→ **Aim of the task**
Return the records below word for word.

→ **Data provided**

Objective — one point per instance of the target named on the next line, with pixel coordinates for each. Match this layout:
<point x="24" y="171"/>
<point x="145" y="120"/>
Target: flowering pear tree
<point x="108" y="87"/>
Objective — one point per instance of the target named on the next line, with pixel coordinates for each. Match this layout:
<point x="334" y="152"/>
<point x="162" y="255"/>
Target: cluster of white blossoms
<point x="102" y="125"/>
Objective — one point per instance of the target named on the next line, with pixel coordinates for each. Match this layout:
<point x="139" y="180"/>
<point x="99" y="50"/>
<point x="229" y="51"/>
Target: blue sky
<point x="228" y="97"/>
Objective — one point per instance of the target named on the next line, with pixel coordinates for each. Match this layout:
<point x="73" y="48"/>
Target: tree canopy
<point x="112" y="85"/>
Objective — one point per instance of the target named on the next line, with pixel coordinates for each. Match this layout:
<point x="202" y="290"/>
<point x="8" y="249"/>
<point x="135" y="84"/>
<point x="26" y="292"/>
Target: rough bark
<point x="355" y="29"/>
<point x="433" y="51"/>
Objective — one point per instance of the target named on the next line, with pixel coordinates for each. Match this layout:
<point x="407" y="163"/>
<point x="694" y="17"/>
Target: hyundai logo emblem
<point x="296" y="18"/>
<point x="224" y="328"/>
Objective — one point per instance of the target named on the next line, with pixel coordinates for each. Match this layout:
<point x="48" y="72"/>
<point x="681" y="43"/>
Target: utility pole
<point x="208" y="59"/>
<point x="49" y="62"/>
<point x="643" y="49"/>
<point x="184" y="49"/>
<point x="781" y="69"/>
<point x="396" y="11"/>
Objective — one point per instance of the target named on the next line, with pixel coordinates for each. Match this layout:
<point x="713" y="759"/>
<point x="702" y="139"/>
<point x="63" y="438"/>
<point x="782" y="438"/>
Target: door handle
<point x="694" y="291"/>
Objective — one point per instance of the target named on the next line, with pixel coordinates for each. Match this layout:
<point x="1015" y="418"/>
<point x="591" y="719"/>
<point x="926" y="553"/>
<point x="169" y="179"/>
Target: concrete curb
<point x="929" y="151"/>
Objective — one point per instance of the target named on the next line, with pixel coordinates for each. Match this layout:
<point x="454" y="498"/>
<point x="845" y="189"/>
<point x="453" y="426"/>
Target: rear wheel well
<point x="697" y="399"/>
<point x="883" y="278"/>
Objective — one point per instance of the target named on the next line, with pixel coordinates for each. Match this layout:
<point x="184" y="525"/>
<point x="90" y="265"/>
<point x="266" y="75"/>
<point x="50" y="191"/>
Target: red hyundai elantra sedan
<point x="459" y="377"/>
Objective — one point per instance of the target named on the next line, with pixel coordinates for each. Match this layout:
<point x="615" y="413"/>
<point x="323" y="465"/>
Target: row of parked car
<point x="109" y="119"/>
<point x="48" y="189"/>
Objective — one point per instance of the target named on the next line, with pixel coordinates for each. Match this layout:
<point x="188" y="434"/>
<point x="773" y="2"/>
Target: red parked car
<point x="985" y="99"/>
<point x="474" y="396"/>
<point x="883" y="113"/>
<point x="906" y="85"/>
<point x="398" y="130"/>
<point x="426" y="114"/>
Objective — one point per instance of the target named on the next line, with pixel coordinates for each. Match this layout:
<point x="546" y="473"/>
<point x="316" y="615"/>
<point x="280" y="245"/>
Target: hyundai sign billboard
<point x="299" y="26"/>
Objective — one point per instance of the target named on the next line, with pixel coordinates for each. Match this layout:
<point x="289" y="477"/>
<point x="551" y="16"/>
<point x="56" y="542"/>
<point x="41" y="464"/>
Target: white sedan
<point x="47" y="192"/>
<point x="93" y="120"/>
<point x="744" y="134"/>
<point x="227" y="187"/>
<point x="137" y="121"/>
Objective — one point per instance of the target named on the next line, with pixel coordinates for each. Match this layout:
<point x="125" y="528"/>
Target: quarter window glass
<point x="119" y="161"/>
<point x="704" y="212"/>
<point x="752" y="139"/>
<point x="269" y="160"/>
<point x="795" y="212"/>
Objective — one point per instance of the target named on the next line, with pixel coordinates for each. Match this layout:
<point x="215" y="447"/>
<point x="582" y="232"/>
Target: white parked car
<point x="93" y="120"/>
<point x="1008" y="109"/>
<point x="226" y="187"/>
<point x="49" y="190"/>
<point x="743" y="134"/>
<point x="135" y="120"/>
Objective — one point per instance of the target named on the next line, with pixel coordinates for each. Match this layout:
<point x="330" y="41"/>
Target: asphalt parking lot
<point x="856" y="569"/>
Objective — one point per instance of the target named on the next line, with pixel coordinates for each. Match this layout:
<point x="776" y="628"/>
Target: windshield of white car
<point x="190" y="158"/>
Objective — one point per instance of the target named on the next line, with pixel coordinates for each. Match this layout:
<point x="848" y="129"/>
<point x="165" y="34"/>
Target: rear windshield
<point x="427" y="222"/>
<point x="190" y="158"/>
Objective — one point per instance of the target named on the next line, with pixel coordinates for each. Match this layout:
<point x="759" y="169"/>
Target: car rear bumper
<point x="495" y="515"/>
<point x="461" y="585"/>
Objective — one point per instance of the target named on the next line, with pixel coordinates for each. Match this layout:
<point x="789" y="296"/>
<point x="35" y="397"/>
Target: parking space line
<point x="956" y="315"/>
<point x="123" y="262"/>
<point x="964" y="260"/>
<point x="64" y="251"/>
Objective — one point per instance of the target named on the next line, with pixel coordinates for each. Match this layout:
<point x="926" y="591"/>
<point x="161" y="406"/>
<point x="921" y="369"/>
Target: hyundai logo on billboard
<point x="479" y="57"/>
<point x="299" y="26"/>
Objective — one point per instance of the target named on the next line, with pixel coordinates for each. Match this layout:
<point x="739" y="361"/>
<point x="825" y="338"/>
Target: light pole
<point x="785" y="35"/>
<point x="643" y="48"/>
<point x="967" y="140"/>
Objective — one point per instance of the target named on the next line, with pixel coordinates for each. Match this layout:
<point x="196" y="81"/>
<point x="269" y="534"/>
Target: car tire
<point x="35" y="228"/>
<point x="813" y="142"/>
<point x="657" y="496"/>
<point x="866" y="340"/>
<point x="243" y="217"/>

→ **Task solution**
Objective — one point per instance of the target named on the next line, with pixel coordinates for each. Match this layout:
<point x="24" y="171"/>
<point x="145" y="120"/>
Target: flowering pear tree
<point x="108" y="87"/>
Objective — one point per instance of the target named on the next line, with pixel coordinates for each. Match this layout:
<point x="334" y="152"/>
<point x="162" y="255"/>
Target: cluster of white blossoms
<point x="102" y="125"/>
Objective — one point per instance of the target named on the next line, with pixel coordinates for each. Match this layout:
<point x="139" y="180"/>
<point x="99" y="50"/>
<point x="229" y="51"/>
Target: blue sky
<point x="228" y="97"/>
Objective — one point per instance of the target named on the next line, with pixel coordinates for each. Match this layout:
<point x="73" y="48"/>
Target: tree canopy
<point x="112" y="85"/>
Objective — one point per instance of the target named on the next line, with pixel coordinates for each. Match this layout:
<point x="202" y="290"/>
<point x="8" y="249"/>
<point x="135" y="84"/>
<point x="26" y="292"/>
Target: rough bark
<point x="355" y="29"/>
<point x="433" y="51"/>
Objective — one point per instance of the target named on the next line, with pixel coordinates for each. Match this layout:
<point x="407" y="163"/>
<point x="694" y="17"/>
Target: hyundai logo emblem
<point x="296" y="18"/>
<point x="224" y="328"/>
Objective — one point per instance of the target named on the next line, with pixel coordinates for each. Match this layout:
<point x="48" y="72"/>
<point x="681" y="43"/>
Target: utility pole
<point x="208" y="59"/>
<point x="49" y="62"/>
<point x="643" y="49"/>
<point x="184" y="49"/>
<point x="781" y="69"/>
<point x="396" y="11"/>
Objective — one point per instance of the target named on the next line, with pixel coordinates for each. Match this layout:
<point x="713" y="759"/>
<point x="702" y="139"/>
<point x="63" y="438"/>
<point x="782" y="438"/>
Target: door handle
<point x="694" y="291"/>
Objective — one point per instance of the target named on the next line, with pixel coordinates for each. Match this layout:
<point x="1015" y="418"/>
<point x="591" y="719"/>
<point x="926" y="553"/>
<point x="169" y="179"/>
Target: concrete curb
<point x="929" y="151"/>
Objective — one point per instance of the target named on the next line, with pixel coordinates for each. Match this layout:
<point x="454" y="498"/>
<point x="845" y="189"/>
<point x="453" y="426"/>
Target: rear wheel well
<point x="697" y="399"/>
<point x="883" y="278"/>
Objective — one point per instance of the target named on the next line, with pixel coordinates for each. Match this layout:
<point x="184" y="525"/>
<point x="90" y="265"/>
<point x="266" y="75"/>
<point x="50" y="191"/>
Target: red hyundai elantra sedan
<point x="459" y="377"/>
Objective — one point per instance of the target named on the next line, with pixel coordinates for each. Match this layout:
<point x="615" y="413"/>
<point x="323" y="465"/>
Target: row of parked car
<point x="109" y="119"/>
<point x="48" y="189"/>
Objective — one point per instance of the target named on the next line, with pixel coordinates for each. Match this layout:
<point x="188" y="434"/>
<point x="773" y="2"/>
Target: red parked car
<point x="985" y="99"/>
<point x="474" y="396"/>
<point x="883" y="113"/>
<point x="906" y="85"/>
<point x="398" y="130"/>
<point x="426" y="114"/>
Objective — one point per instance of the target named on the next line, with pixel coordinates for each. Match this layout:
<point x="546" y="473"/>
<point x="316" y="615"/>
<point x="280" y="245"/>
Target: hyundai sign billboard
<point x="299" y="26"/>
Objective — one point per instance of the target named on the next line, with pixel coordinates for each. Match this layout:
<point x="289" y="477"/>
<point x="551" y="16"/>
<point x="56" y="542"/>
<point x="41" y="464"/>
Target: white sedan
<point x="47" y="192"/>
<point x="93" y="120"/>
<point x="744" y="134"/>
<point x="227" y="187"/>
<point x="137" y="121"/>
Objective — one point per instance of the target named on the next line, with pixel coordinates for each. Match this layout:
<point x="125" y="528"/>
Target: quarter window glass
<point x="119" y="161"/>
<point x="704" y="212"/>
<point x="752" y="139"/>
<point x="269" y="160"/>
<point x="795" y="212"/>
Objective — one point per instance of the target named on the next line, with pixel coordinates for each. Match this layout:
<point x="215" y="447"/>
<point x="582" y="232"/>
Target: white parked car
<point x="93" y="120"/>
<point x="1008" y="109"/>
<point x="226" y="187"/>
<point x="49" y="190"/>
<point x="743" y="134"/>
<point x="135" y="120"/>
Objective — one point per instance of the target named on the next line, with pixel coordinates for each. Match this layout:
<point x="330" y="41"/>
Target: asphalt parking lot
<point x="856" y="569"/>
Objective — one point per instance of the target named on the next line, with pixel coordinates for each. Match this layout:
<point x="776" y="628"/>
Target: windshield of white car
<point x="190" y="158"/>
Objective — one point per instance of the target named on the next line, with pixel coordinates for each. Match this layout:
<point x="848" y="129"/>
<point x="165" y="34"/>
Target: rear windshield
<point x="427" y="222"/>
<point x="190" y="158"/>
Objective — one point per instance of the target named on the next line, with pixel coordinates for each. Match this layout:
<point x="759" y="169"/>
Target: car rear bumper
<point x="495" y="515"/>
<point x="461" y="585"/>
Objective — one point per instance of the target named on the next line, with pixel coordinates for each. Match this layout:
<point x="789" y="296"/>
<point x="35" y="397"/>
Target: parking space line
<point x="956" y="315"/>
<point x="123" y="262"/>
<point x="964" y="260"/>
<point x="64" y="251"/>
Objective — one point per instance of the target named on the next line, with pixel coordinates for each. Match this layout:
<point x="926" y="591"/>
<point x="161" y="406"/>
<point x="921" y="369"/>
Target: hyundai logo on billboard
<point x="479" y="57"/>
<point x="299" y="26"/>
Objective — one point per instance of the target named on the next line, with pixel coordinates for each. Match this layout:
<point x="739" y="361"/>
<point x="825" y="338"/>
Target: light pole
<point x="785" y="35"/>
<point x="643" y="48"/>
<point x="967" y="140"/>
Objective — one point per instance of the target named on the next line, with pixel coordinates for each. Match this layout:
<point x="196" y="81"/>
<point x="269" y="534"/>
Target: car tire
<point x="35" y="228"/>
<point x="813" y="142"/>
<point x="657" y="496"/>
<point x="866" y="340"/>
<point x="243" y="217"/>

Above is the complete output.